Description of the task: Your task is to write out all of the records once more, exactly.

Supplied material:
- - - - - - -

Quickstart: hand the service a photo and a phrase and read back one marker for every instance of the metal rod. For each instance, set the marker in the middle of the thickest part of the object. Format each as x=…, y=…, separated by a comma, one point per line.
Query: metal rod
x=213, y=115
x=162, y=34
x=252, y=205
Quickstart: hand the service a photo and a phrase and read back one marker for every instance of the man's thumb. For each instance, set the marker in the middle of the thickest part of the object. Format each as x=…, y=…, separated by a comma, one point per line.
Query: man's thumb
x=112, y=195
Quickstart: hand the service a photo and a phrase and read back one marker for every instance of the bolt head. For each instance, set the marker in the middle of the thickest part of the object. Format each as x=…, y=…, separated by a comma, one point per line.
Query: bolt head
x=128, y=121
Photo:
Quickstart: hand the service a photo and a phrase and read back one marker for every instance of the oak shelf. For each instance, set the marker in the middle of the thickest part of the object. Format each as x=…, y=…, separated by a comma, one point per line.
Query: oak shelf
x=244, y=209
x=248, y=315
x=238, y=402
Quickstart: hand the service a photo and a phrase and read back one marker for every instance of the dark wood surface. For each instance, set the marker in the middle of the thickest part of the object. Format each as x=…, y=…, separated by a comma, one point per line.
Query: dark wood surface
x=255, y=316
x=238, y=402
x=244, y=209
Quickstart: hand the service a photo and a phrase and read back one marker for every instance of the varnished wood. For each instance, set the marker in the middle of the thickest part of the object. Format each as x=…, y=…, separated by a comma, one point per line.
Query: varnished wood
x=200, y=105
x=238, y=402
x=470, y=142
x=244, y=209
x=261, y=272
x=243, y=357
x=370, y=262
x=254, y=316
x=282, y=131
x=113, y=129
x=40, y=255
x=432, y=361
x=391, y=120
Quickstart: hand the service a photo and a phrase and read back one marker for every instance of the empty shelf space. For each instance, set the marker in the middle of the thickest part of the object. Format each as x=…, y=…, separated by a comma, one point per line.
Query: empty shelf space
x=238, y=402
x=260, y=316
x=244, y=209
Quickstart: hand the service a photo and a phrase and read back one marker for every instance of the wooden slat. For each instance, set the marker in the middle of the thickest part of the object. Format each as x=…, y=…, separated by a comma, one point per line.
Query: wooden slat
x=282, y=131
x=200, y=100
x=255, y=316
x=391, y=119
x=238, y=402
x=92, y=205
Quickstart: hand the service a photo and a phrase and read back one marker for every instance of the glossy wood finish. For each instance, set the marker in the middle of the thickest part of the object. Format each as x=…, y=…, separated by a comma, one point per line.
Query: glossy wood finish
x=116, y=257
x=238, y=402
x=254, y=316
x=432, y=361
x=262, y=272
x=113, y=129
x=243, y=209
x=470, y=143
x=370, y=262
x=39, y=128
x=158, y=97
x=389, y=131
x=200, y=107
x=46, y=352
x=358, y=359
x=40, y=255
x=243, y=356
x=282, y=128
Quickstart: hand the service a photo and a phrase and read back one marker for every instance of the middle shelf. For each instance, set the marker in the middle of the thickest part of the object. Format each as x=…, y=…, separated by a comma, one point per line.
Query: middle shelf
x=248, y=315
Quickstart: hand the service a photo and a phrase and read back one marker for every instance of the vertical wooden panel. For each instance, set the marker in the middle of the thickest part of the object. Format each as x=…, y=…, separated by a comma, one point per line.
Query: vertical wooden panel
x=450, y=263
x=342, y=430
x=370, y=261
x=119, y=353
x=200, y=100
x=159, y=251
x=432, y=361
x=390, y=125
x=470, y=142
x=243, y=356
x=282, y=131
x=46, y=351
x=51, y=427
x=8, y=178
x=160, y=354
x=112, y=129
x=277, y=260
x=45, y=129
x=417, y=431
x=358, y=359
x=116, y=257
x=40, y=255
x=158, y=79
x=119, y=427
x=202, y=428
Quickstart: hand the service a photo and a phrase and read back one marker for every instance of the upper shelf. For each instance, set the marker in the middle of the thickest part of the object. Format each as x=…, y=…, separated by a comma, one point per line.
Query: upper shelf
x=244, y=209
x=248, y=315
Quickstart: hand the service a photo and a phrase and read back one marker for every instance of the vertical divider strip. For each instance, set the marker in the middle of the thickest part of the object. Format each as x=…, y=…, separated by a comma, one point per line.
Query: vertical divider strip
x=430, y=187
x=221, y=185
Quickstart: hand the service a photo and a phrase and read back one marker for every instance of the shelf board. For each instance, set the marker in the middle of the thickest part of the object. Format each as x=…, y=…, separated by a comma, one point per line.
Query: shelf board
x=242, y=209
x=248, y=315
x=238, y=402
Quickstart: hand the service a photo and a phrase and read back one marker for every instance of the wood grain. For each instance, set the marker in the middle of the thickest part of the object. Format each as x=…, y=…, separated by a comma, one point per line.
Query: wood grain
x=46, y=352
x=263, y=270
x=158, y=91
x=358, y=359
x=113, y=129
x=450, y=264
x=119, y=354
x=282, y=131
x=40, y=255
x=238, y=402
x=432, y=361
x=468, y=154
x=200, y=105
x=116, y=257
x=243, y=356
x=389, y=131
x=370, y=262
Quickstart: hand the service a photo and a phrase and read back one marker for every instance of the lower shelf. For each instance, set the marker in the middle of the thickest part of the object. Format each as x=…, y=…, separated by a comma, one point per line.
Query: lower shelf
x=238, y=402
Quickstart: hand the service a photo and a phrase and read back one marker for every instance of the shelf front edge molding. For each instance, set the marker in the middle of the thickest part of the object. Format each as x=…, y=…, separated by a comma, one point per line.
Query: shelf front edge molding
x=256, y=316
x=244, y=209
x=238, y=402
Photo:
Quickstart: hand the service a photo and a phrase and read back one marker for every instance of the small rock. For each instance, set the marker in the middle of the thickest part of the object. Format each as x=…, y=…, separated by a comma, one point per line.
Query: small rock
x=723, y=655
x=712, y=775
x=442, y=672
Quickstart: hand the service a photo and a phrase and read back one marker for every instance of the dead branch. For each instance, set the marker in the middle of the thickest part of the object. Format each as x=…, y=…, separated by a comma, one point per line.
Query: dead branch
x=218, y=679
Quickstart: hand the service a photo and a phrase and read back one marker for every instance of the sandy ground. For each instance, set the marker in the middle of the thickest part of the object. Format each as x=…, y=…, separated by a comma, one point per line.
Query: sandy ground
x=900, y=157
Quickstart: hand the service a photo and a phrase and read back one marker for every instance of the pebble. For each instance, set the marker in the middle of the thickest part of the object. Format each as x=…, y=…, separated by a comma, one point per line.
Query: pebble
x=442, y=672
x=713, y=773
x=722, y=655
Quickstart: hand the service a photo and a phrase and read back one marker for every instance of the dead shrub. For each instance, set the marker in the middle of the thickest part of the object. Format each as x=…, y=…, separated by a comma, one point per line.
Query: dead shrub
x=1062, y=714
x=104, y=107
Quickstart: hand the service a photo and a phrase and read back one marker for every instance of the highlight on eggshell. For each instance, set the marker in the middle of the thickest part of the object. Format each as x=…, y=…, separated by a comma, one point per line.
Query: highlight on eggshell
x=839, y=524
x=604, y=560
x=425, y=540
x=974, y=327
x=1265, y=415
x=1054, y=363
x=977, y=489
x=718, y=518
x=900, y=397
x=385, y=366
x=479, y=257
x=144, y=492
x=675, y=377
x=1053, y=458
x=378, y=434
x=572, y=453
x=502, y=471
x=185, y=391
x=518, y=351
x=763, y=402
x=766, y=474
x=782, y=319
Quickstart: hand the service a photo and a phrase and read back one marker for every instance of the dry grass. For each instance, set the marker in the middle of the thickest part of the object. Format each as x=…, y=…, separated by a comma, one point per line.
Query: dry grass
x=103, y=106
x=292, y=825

- - - - - - -

Exercise output:
Quickstart: hand the service a photo and a phrase and read back one marker for every instance of the metal rod. For each instance, set the marker in the middle of the thickest part of the object. Format each as x=…, y=…, separated by a comma, one point per line.
Query: metal rod
x=213, y=115
x=162, y=34
x=252, y=205
Quickstart: hand the service a photo and a phrase and read back one marker for every instance of the man's thumb. For each instance, set the marker in the middle of the thickest part of the object. Format each as x=…, y=…, separated by a comma, one point per line.
Query: man's thumb
x=112, y=195
Quickstart: hand the service a photo and a phrase and read back one marker for every instance of the bolt head. For each instance, set the marker in the middle of the thickest part of the object. Format each as x=…, y=…, separated by a comma, one point per line.
Query: bolt head
x=128, y=121
Photo:
Quickstart: hand the service a photo and a phrase and read back one marker for every instance of the oak shelf. For each instance, set the marker in the middle of the thickest part of the object. Format each as x=…, y=…, separated by a comma, one point per line.
Query: oak shelf
x=244, y=209
x=248, y=315
x=238, y=402
Quickstart: hand the service a photo and a phrase and read back one marker for every instance of the dark wood surface. For each instance, set the marker in the middle of the thickest part of the object. Format each as x=…, y=…, separated by a comma, one point per line.
Query: dark wood surface
x=255, y=316
x=238, y=402
x=244, y=209
Quickstart: hand the service a photo and a phrase and read back one marker for every instance of the varnished wood. For each instance, set the marker in the middle of the thickest part of the object. Format each as x=…, y=…, separated by a comma, one point per line.
Query: varnished wood
x=200, y=105
x=238, y=402
x=470, y=142
x=244, y=209
x=261, y=272
x=243, y=357
x=370, y=262
x=254, y=316
x=282, y=131
x=113, y=129
x=40, y=255
x=432, y=361
x=391, y=120
Quickstart: hand the service a photo and a phrase and read back one marker for every instance of the empty shelf space. For each instance, set the marker in the middle of the thickest part of the object. Format each as x=…, y=…, separated by a comma, one point per line.
Query: empty shelf space
x=238, y=402
x=260, y=316
x=244, y=209
Quickstart: hand the service a photo and a phrase and read back one marker for every instance of the wooden slat. For each instance, set the marker in the middle of the thickest part of the object. Format each as x=…, y=…, separated by a comma, one point per line.
Query: wooden slat
x=282, y=131
x=200, y=100
x=255, y=316
x=391, y=119
x=238, y=402
x=92, y=205
Quickstart: hand the service a photo and a phrase and read back one marker for every instance of the glossy wood finish. For each instance, set the marker in the middle of the thickest part of the object. Format each as x=…, y=…, separated by a comma, one point per line.
Query: glossy wood finish
x=116, y=257
x=238, y=402
x=254, y=316
x=432, y=361
x=262, y=272
x=113, y=129
x=243, y=209
x=470, y=143
x=370, y=262
x=39, y=128
x=158, y=97
x=389, y=131
x=200, y=107
x=46, y=352
x=358, y=359
x=40, y=255
x=243, y=356
x=282, y=128
Quickstart: hand the service a photo and a phrase and read back one marker for every instance of the middle shelf. For each instance, set the marker in the middle of the thickest part of the object. Format each as x=…, y=…, separated by a comma, one point per line.
Query: middle shelf
x=248, y=315
Quickstart: hand the service a photo and a phrase and read back one marker for every instance of the vertical wooden panel. For each instance, set the marker in the middle of the thickest part of the object. Format each as x=…, y=…, separated by a comma, one point per line.
Query: vertical wooden panel
x=450, y=263
x=342, y=430
x=370, y=261
x=119, y=353
x=200, y=100
x=159, y=251
x=432, y=361
x=390, y=125
x=470, y=142
x=243, y=356
x=282, y=131
x=46, y=351
x=51, y=427
x=8, y=178
x=160, y=354
x=112, y=129
x=277, y=260
x=45, y=129
x=417, y=431
x=358, y=359
x=116, y=257
x=40, y=255
x=158, y=79
x=119, y=427
x=202, y=428
Quickstart: hand the service a photo and a phrase and read back one marker for every instance of the upper shelf. For each instance, set the marker in the middle of the thickest part of the object. Format each as x=…, y=…, separated by a comma, one point per line.
Query: upper shelf
x=244, y=209
x=248, y=315
Quickstart: hand the service a photo and a phrase and read back one marker for every instance of the vertical divider strip. For each instance, set the marker in the middle of the thickest part of the object. Format each as x=…, y=…, separated by a comma, one point per line.
Query: vertical divider strip
x=430, y=187
x=221, y=185
Quickstart: hand the service a photo and a phrase and read back one marker for every instance of the shelf board. For each instance, set the marker in the middle of the thickest part of the object. Format each as x=…, y=…, separated by a comma, one point per line.
Query: shelf board
x=242, y=209
x=248, y=315
x=238, y=402
Quickstart: hand the service a photo and a phrase and read back one marker for every instance of the wood grain. For each instance, set the marker in the middle of the thickest part of the object. Format each as x=…, y=…, separated by a comma, one point per line.
Query: wood grain
x=46, y=352
x=263, y=270
x=158, y=91
x=358, y=359
x=113, y=129
x=450, y=264
x=119, y=354
x=282, y=131
x=40, y=255
x=238, y=402
x=432, y=361
x=468, y=154
x=200, y=105
x=116, y=257
x=243, y=356
x=389, y=131
x=370, y=262
Quickstart: hand the service a photo and a phrase and read back one marker for every instance of the lower shelf. For each instance, set the marker in the middle of the thickest part of the object. Format each as x=…, y=…, separated by a comma, one point per line.
Query: lower shelf
x=238, y=402
Quickstart: hand the service a photo and a phrase and read back one marker for every instance of the shelf front edge molding. For each instance, set the marker in the middle of the thickest part of the object. Format each as x=…, y=…, separated by a comma, one point per line.
Query: shelf front edge molding
x=256, y=316
x=244, y=209
x=238, y=402
Photo:
Quickstart: hand the service a photo and a phrase and read back one marker for every instance of the small rock. For each instance, set the marker in the middle of the thickest part of the object. Format each as x=…, y=…, separated by a comma, one point per line.
Query: small rock
x=723, y=655
x=712, y=775
x=442, y=672
Quickstart: hand the service a photo and a phrase and read back one marker for every instance of the dead branch. For each instance, set the marker in the middle of the thickest part of the object. Format each as x=…, y=…, separated by a comma, one point per line.
Query: dead branch
x=218, y=679
Quickstart: hand the service a photo and a phrase and read back one marker for every instance of the sandy ground. For each instance, set the marker in the middle of the thickest part of the object. Format each as x=…, y=…, separated by a comma, one point per line.
Query: sandy ground
x=900, y=157
Quickstart: hand the service a photo and a phrase and read back one marker for every instance of the pebble. For each instance, set the marker in the middle of the thickest part of the object. Format each as x=…, y=…, separated by a comma, one point per line.
Query: pebble
x=442, y=672
x=713, y=773
x=722, y=655
Quickstart: hand the service a photo and a phrase and read back one marker for every instance of the dead shrub. For each instance, set the marker in the middle of the thickest part of the object. Format each as x=…, y=…, separated by a comma, one point per line.
Query: dead shrub
x=1062, y=714
x=104, y=107
Quickstart: hand the service a photo and a phrase and read back one marker for every instance of the highlight on eggshell. For each instance, set the marker in the middle of the thickest part of the object. Format each as x=…, y=…, separated by a comma, one point per line.
Query: highlight on eggshell
x=839, y=524
x=604, y=560
x=425, y=540
x=974, y=327
x=1265, y=415
x=1054, y=363
x=977, y=489
x=718, y=518
x=900, y=397
x=385, y=366
x=479, y=257
x=144, y=492
x=675, y=377
x=1053, y=458
x=378, y=434
x=572, y=453
x=502, y=471
x=185, y=391
x=518, y=351
x=763, y=402
x=766, y=474
x=782, y=319
Quickstart: hand the service a photo and a phrase and read back one marker for every instance of the dry grass. For each instance, set the marker in the middle of the thickest part of the object. Format each as x=…, y=…, separated by a comma, one point per line.
Query: dry grass
x=103, y=106
x=292, y=825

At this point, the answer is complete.